Your objective »
Provide the records once more, identical to the original.

Point annotation records »
__________

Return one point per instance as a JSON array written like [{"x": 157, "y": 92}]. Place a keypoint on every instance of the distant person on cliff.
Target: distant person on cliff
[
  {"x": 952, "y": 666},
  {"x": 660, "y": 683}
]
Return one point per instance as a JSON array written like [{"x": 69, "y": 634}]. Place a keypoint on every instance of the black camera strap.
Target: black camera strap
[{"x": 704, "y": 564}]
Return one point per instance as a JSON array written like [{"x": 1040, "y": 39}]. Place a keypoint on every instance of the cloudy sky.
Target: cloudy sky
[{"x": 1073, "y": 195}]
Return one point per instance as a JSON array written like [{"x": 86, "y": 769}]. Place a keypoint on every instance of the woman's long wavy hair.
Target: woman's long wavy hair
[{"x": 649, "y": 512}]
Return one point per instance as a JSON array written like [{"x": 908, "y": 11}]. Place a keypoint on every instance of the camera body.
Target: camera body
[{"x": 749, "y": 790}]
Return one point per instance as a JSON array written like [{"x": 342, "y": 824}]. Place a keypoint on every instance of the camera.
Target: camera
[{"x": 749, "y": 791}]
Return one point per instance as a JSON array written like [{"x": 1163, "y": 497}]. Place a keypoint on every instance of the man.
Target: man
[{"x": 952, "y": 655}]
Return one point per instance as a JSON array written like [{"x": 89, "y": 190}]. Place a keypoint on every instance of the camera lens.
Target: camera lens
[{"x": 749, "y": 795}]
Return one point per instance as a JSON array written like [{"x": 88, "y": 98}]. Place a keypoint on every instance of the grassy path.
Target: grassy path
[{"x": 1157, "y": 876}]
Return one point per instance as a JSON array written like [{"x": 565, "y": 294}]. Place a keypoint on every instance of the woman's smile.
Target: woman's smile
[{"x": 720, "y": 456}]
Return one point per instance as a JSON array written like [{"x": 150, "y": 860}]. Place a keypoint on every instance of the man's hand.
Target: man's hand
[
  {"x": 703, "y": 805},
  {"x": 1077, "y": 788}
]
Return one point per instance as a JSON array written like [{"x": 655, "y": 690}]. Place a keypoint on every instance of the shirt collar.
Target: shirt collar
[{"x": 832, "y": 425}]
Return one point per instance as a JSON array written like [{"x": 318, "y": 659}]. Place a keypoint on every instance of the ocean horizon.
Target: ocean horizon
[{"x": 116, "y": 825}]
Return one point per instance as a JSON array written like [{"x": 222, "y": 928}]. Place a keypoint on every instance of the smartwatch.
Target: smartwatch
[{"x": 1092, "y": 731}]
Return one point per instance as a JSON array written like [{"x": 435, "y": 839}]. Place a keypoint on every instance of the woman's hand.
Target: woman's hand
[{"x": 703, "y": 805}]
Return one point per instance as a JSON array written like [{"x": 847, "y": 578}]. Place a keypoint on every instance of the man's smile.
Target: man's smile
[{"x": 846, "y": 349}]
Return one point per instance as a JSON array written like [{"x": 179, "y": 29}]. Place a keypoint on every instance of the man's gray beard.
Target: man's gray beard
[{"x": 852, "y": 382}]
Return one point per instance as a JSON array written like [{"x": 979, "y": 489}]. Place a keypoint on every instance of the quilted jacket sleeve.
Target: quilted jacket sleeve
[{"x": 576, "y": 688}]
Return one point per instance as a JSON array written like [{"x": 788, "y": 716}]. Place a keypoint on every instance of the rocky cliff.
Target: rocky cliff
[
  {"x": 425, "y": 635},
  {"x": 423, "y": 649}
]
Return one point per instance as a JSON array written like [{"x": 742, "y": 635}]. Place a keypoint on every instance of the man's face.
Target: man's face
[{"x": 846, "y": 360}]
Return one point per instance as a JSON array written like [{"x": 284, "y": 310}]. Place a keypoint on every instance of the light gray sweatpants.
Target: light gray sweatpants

__________

Output for this exercise »
Return one point per instance as a JSON array written like [{"x": 157, "y": 92}]. Place a keypoint on every instance of the distant person on cliff.
Target: distant person on cliff
[
  {"x": 952, "y": 666},
  {"x": 660, "y": 683}
]
Return one point per instance as a JSON array written like [{"x": 69, "y": 634}]. Place a keypoint on every instance of the black camera strap.
Target: black camera strap
[{"x": 704, "y": 564}]
Return one point per instance as a JSON array written like [{"x": 1040, "y": 39}]. Place a keypoint on every instance of the cloudy sky.
Target: cloudy sky
[{"x": 1073, "y": 195}]
Return one point per instance as a JSON array written like [{"x": 86, "y": 769}]. Place a keypoint on every instance of the woman's long wavy hair.
Target: woman's long wavy hair
[{"x": 649, "y": 512}]
Return one point per instance as a JSON array written like [{"x": 908, "y": 11}]. Place a keypoint on every instance of the camera body.
Target: camera body
[{"x": 749, "y": 790}]
Return one point per instance as a JSON array written like [{"x": 342, "y": 824}]. Place a keypoint on every instance of the camera.
Target: camera
[{"x": 749, "y": 791}]
Return one point per instance as a JSON array written like [{"x": 1163, "y": 497}]. Place a keypoint on every instance of the man.
Target: man
[{"x": 952, "y": 655}]
Return one point per instance as a JSON array written like [{"x": 89, "y": 190}]. Place a keypoint on every instance of the camera lens.
Target: camera lens
[{"x": 749, "y": 795}]
Return one point per instance as a JSON array written like [{"x": 88, "y": 98}]. Place a keypoint on every instance of the grassy path.
Target: grassy path
[{"x": 1157, "y": 876}]
Return one point per instance as a JSON array written like [{"x": 565, "y": 294}]. Place a keypoint on every instance of the woman's smile.
Target: woman's smile
[{"x": 720, "y": 456}]
Return one point per instance as a JSON array written like [{"x": 150, "y": 860}]. Place a keypoint on every instance of the man's hand.
Target: man's hand
[
  {"x": 703, "y": 805},
  {"x": 1077, "y": 788}
]
Return one point per instance as a JSON array written like [{"x": 655, "y": 690}]. Place a keypoint on every instance of the shirt collar.
Target: shirt collar
[{"x": 832, "y": 425}]
Return one point per instance as a JSON array written like [{"x": 318, "y": 659}]. Place a keypoint on every instance of the ocean horizon.
Target: ocean horizon
[{"x": 116, "y": 825}]
Return one point per instance as a JSON array written like [{"x": 222, "y": 928}]. Place a keypoint on every instance of the smartwatch.
Target: smartwatch
[{"x": 1092, "y": 731}]
Return one point per instance as a JSON array written like [{"x": 435, "y": 839}]. Place a keypoint on every instance of the woman's hand.
Target: woman's hand
[{"x": 703, "y": 805}]
Return one point per instance as a JSON array written like [{"x": 847, "y": 578}]. Place a keypoint on every instance of the man's smile.
Target: man's smile
[{"x": 846, "y": 349}]
Return one point per instance as a JSON array written like [{"x": 179, "y": 29}]. Place a keypoint on every instance of the man's gray beard.
Target: man's gray beard
[{"x": 852, "y": 382}]
Return one point per instance as a JSON array written like [{"x": 979, "y": 489}]. Place a keypoint on every instance of the quilted jacket sleeve.
Target: quilted jacket sleeve
[{"x": 576, "y": 688}]
Return one point per instance as a JSON array written like [{"x": 788, "y": 716}]. Place a keypoint on every instance of the rocky cliff.
Target: rocky cliff
[
  {"x": 425, "y": 635},
  {"x": 423, "y": 649}
]
Return one point per instance as a JSON array written like [{"x": 742, "y": 635}]. Place a keypoint on every instance of the man's face.
Target: man's face
[{"x": 846, "y": 360}]
Return one point per instance as a JSON array written like [{"x": 284, "y": 310}]. Place a keypoint on every instance of the light gray sweatpants.
Target: light gray sweatpants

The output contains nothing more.